= PASSAGE TO READ =
>> Begin

Bjorn3D will kick off our on-going coverage of this gala event with a detailed preview of the flagship of the line, the GeForce GTX 280 provided to us by XFX. For clarity’s sake notice we said “on-going” and “preview”. As with the debut of any new generation of graphical product there is almost always a portion of the manufacturer’s final vision of that device that is either immature or incomplete, and the GTX 280 is certainly no exception to that premise. We fully intend to go into great detail in this preview about what’s currently available and what you can expect in the future from the NVIDIA 200 series of graphical products. For sake of this introduction, suffice it to say the features available for today’s product preview are a splash in the pan compared to what will be available shortly after this launch day. Thankfully all these missing features are software controlled and the final products are nearing release.
|NVIDIA GTX200 GPU|
|Transistor Count||1.4 Billion||1.4 Billion||754 Million|
|Core Clock Rate||602 MHz||576 MHz||675 MHz|
|SP Clock Rate||1,296 MHz||1,242 MHz||1,688 MHz|
|Memory Clock||1,107 MHz (2,214 MHz)||999 MHz (1,998 MHz)||1100 MHz (2,200 MHz)|
|Memory Bandwidth||141.7 GB/s||111.9 GB/s||70.4 GB/s|
|Memory Size||1024 MB||896 MB||512 MB|
|Texture Filtering Units||80||64||64|
|Texture Filtering Rate||48.2 GigaTexels/sec||36.9 GigaTexels/sec||43.2 GigaTexels/sec|
|RAMDACs||400 MHz||400 MHz||400 MHz|
|Bus Type||PCI-E 2.0||PCI-E 2.0||PCI-E 2.0|
|Power Connectors||1 x 8-pin & 1 x 6-pin||2 x 6-pin||2 x 6-pin|
|Max Board Power||236 watts||182 watts||156 watts|
|GPU Thermal Threshold||105º C||105º C||105º C|
|Recommended PSU||550 watt (40A on 12v)||500 watt (36A on 12v)||–|
In past generations of GPUs, real-time images that appeared true-to-life could be delivered but in many cases would cause frame rates to drop to unplayable levels in complex scenes. Thanks to the increase in sheer shader processing power of the GeForce GTX 200 GPUs and NVIDIA acquisition of the PhysX technology, many new features can now be offered without causing horrific slow downs. Some of these features include:
- Convincing facial character animation
- Multiple ultra-high polygon characters in complex environments
- Advanced volumetric effects (smoke, fog, mist, etc.)
- Fluid and cloth simulation
- Fully simulated physical effects ie. live debris, explosions and fires
- Physical weather effects ie. accumulating snow and water, sand storms, overheating, freezing and more
- Better lighting for dramatic and spectacular effect, including ambient occlusion, global illumination, soft shadows, indirect lighting and accurate reflections
Realistic warrior from NVIDIA “Medusa” demo
For those early adopters of new standards, you will be pleased to hear of included support for the new DisplayPort interface. Allowing up to 2560 x 1600 resolution with 10-bit color depth, the GTX 200 GPUs offer unprecedented quality. While prior-generation GPUs included internal 10-bit processing, they could only output 8-bit component colors (RGB). The GeForce GTX 200 GPUs permit both internal 10-bit internal processing and 10-bit color output.

>> End

Entries from a dataset
>> Begin

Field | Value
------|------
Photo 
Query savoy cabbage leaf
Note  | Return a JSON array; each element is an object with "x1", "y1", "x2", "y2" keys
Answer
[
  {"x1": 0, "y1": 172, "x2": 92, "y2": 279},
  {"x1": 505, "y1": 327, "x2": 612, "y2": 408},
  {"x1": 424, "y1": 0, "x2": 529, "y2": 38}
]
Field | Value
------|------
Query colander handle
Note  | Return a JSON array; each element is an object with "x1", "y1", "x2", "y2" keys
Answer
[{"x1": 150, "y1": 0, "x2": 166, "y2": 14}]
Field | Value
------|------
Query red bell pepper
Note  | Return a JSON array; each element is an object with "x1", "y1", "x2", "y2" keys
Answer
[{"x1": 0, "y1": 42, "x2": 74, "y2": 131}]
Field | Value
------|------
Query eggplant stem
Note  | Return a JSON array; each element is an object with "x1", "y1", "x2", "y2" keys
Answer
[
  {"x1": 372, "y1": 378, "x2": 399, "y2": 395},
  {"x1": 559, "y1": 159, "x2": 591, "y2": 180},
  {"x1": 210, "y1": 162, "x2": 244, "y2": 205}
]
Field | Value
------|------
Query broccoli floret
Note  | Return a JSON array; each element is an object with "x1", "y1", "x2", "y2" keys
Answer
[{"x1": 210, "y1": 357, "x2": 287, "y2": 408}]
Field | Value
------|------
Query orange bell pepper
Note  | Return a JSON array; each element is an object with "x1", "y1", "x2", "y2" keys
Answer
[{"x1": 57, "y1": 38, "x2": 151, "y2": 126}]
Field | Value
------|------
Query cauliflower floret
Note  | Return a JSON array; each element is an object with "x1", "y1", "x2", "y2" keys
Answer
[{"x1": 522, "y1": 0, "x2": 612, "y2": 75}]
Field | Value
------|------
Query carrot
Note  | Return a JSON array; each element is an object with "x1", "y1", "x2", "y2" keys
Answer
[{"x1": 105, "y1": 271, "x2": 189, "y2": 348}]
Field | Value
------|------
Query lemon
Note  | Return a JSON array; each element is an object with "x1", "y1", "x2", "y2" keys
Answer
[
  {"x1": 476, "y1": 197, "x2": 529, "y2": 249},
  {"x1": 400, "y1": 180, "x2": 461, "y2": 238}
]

>> End

= WRITTEN TASKS =
1/ In the graphics card preview, condense the paragraph beginning "For those early adopters of new standards" into a shorter version that keeps its main facts.
2/ Pick out every line of the entries that contains the string "pepper".
The graphics card preview and the entries have no connection to each other.

= TASK ANSWERS =
1/ The GeForce GTX 200 GPUs support the new DisplayPort interface, which allows up to 2560 x 1600 resolution with 10-bit color depth. Earlier GPUs processed color internally at 10 bits but could output only 8-bit RGB color. The GTX 200 GPUs both process and output color at 10 bits.

2/
Query red bell pepper
Query orange bell pepper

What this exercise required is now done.